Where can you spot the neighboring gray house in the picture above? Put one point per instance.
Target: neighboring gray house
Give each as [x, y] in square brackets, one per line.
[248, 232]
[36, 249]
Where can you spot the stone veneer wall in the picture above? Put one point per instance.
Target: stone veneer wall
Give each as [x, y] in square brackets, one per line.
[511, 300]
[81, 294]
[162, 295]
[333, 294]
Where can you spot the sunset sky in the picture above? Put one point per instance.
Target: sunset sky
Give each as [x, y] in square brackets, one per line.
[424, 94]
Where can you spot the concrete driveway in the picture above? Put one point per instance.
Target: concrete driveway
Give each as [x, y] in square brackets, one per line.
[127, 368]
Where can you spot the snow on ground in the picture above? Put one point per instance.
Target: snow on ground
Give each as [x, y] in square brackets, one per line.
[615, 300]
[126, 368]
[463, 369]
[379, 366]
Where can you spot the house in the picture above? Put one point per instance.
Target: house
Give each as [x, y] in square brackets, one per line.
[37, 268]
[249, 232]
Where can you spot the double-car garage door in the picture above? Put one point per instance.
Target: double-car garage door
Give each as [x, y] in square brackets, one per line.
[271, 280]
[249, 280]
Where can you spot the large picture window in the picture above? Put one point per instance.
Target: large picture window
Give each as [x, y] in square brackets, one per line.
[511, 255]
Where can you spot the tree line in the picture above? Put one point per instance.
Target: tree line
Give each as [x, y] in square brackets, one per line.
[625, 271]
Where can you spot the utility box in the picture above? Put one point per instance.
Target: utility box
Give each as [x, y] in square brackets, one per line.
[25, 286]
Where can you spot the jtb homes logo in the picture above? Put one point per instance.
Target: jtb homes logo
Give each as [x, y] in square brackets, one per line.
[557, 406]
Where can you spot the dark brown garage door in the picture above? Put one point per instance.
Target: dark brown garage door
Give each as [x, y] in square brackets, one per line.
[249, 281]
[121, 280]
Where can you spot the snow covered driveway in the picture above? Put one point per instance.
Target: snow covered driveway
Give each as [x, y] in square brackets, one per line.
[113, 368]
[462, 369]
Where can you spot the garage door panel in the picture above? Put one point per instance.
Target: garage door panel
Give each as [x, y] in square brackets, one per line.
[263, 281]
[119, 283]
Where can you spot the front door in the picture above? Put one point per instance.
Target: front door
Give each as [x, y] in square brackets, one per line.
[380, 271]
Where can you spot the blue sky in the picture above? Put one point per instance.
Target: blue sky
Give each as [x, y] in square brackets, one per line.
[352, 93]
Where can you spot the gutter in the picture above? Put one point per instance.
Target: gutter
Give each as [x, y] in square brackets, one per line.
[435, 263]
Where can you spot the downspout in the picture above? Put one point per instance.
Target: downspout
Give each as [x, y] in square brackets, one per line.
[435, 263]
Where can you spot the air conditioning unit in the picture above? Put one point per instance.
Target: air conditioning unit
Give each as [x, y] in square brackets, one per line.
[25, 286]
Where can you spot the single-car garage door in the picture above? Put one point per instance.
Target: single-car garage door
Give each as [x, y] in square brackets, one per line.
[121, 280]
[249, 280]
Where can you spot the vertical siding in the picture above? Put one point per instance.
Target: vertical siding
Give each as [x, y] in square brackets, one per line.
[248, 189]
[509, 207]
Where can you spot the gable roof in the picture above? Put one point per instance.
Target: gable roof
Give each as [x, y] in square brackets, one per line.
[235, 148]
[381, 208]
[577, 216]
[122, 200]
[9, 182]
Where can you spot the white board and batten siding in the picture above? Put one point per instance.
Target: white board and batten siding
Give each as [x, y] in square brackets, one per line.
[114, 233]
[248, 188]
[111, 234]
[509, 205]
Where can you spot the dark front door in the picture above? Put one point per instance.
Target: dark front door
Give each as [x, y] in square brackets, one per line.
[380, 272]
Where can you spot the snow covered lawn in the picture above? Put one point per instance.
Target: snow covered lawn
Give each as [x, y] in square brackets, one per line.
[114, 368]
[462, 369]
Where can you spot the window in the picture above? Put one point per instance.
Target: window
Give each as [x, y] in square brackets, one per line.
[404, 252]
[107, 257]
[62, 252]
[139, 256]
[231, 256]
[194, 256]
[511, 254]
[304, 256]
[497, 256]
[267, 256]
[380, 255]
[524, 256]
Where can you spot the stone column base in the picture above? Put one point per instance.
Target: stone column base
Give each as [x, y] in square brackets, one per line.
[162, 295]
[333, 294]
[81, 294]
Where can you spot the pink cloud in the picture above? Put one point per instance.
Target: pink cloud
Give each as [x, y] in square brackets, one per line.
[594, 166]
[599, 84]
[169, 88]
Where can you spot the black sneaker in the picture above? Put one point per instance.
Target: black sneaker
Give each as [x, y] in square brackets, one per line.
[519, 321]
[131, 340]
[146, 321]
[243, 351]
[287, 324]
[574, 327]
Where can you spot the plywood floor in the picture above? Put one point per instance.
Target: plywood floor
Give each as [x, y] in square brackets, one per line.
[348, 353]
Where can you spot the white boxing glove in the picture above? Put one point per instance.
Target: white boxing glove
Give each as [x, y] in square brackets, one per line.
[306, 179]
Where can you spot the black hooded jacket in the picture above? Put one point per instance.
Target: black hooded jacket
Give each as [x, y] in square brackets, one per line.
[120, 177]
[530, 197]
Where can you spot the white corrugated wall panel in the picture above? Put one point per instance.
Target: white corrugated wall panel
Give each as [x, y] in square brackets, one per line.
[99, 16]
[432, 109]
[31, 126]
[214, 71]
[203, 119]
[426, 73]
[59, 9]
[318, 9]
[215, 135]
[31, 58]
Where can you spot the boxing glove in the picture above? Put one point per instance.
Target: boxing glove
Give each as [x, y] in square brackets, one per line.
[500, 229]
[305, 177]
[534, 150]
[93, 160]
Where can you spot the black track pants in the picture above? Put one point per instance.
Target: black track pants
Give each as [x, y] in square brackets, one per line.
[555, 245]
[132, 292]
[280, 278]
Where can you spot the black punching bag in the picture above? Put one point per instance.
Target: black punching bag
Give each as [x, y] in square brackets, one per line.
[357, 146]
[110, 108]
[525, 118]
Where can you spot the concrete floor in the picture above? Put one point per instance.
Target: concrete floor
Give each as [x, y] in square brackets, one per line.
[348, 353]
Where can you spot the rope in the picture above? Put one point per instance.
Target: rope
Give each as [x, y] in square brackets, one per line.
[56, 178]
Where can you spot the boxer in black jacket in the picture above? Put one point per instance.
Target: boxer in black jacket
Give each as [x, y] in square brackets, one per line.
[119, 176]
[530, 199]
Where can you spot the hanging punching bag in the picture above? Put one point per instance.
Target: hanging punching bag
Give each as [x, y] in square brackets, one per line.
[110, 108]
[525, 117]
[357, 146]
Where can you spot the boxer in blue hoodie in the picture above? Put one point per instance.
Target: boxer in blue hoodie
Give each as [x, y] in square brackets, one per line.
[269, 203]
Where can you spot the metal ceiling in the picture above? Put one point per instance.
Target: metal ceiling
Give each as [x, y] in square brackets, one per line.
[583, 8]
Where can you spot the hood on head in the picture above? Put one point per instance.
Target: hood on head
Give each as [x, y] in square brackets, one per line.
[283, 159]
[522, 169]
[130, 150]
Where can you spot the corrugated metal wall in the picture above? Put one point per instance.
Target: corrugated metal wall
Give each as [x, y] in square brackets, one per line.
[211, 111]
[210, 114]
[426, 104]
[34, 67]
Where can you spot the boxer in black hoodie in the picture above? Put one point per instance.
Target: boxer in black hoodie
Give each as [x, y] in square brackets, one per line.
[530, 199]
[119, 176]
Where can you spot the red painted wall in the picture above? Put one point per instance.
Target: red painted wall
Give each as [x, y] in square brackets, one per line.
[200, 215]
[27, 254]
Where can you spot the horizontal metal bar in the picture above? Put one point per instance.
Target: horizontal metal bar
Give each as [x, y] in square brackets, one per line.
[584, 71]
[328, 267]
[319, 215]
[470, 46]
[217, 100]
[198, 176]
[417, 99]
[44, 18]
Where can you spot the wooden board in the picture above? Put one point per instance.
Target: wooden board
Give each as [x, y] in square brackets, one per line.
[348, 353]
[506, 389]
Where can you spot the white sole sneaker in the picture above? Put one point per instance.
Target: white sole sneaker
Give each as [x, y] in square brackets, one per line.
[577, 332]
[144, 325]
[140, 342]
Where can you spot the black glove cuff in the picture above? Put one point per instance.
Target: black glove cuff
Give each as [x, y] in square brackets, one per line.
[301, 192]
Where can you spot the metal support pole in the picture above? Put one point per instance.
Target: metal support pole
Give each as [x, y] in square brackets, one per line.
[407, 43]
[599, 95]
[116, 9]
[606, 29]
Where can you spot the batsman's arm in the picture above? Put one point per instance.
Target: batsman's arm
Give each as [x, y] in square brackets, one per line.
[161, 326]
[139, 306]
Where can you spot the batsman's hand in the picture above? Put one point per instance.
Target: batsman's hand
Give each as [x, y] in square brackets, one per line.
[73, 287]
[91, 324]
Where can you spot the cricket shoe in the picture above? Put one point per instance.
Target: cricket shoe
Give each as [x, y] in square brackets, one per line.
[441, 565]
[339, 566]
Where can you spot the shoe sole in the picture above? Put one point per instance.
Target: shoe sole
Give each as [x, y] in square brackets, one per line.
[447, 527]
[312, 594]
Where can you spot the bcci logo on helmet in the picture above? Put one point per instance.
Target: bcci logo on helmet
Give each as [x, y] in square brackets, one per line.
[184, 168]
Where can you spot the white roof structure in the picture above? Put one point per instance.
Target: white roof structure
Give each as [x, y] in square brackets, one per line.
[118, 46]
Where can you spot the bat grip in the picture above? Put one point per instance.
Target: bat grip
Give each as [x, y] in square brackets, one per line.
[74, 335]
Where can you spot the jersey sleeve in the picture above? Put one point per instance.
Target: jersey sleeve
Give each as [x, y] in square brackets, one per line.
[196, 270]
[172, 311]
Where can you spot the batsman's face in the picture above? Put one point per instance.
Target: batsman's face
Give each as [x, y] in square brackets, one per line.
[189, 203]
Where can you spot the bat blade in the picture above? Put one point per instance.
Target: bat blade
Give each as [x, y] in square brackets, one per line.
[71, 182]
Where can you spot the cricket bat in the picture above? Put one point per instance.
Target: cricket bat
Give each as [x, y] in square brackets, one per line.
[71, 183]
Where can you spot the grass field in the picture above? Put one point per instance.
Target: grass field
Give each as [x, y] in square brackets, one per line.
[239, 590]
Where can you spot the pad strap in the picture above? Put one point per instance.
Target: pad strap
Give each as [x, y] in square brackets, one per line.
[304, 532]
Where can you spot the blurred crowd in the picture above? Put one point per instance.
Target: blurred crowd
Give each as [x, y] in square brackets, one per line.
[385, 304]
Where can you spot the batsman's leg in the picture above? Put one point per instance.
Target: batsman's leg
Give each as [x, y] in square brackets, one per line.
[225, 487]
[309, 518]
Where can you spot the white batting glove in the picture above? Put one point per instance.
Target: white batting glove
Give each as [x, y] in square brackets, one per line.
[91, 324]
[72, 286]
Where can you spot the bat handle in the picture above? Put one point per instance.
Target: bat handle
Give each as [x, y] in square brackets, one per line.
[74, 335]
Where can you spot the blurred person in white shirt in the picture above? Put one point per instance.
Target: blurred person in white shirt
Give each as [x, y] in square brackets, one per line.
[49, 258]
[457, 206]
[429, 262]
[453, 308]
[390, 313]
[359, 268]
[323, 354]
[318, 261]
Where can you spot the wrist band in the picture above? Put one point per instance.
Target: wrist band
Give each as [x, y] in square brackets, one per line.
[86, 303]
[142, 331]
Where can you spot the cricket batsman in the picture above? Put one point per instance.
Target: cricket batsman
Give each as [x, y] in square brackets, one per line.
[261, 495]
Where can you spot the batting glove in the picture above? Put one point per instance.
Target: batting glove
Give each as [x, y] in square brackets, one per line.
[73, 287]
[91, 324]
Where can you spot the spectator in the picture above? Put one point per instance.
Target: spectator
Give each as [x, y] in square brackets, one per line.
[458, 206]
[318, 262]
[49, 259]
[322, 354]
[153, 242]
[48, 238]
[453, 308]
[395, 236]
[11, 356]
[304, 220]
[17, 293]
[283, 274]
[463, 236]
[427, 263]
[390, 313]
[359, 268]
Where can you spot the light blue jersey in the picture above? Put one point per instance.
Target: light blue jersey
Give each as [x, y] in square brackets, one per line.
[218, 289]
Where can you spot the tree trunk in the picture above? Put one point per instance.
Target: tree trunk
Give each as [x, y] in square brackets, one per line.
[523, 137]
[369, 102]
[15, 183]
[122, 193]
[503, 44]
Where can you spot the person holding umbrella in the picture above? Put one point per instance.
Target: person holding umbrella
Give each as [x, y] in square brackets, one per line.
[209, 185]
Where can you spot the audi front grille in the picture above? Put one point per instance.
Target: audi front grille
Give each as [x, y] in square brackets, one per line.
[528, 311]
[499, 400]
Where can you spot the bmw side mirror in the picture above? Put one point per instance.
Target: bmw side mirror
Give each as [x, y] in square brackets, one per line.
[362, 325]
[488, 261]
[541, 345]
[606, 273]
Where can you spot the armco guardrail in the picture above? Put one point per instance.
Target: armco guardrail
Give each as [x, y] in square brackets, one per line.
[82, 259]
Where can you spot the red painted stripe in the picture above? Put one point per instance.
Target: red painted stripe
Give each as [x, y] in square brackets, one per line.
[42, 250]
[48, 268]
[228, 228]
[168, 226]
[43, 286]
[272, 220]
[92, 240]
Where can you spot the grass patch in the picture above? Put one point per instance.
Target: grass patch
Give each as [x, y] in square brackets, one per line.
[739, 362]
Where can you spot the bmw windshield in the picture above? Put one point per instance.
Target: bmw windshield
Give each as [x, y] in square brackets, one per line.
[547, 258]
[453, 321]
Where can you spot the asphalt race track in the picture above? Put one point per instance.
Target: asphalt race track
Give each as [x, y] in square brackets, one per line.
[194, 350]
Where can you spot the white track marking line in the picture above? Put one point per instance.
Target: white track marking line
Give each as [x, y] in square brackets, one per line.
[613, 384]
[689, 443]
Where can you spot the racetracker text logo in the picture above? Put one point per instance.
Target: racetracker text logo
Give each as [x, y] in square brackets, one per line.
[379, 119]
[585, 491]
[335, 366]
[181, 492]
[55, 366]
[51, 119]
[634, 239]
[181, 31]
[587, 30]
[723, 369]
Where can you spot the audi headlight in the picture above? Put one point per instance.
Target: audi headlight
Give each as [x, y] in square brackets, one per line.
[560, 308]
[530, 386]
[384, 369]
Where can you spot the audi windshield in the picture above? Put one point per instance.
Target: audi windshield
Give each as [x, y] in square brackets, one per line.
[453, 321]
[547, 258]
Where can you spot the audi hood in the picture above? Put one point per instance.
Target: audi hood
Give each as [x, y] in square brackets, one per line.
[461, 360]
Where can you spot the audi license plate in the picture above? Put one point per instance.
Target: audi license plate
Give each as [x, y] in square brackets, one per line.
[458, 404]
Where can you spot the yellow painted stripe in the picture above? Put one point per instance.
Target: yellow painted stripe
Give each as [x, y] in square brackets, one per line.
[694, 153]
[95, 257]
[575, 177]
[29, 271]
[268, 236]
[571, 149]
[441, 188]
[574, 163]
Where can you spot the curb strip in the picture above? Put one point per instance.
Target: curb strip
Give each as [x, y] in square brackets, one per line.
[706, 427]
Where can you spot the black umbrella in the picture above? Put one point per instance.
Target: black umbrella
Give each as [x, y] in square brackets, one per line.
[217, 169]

######

### Exercise aim
Repeat, with no changes, each line from the one with "Where can you spot the audi hood" to the end of the listing, including both ends and nothing else.

### Full answer
Where can you spot the audi hood in the picture above? Put one point per instance.
Target: audi hood
Give each as [x, y] in square brackets, one per line.
[461, 360]
Where can you spot the audi license plate in the picture above? Put one point per instance.
Target: audi license plate
Give each as [x, y] in square brackets, one per line.
[458, 404]
Where can you spot the yellow painted stripe in the picture above? Put one point per instance.
Target: yellow painted stripe
Give each as [x, y] in square brackets, one per line.
[694, 153]
[95, 257]
[575, 177]
[29, 271]
[268, 236]
[571, 149]
[441, 188]
[574, 163]
Where can you spot the curb strip in the picture above? Put one point per instance.
Target: curb strip
Give each as [x, y] in square brackets, one per line.
[706, 427]
Where can you spot the black umbrella in the picture above? Put one point per instance.
Target: black umbrella
Give each as [x, y] in square brackets, one per line.
[217, 169]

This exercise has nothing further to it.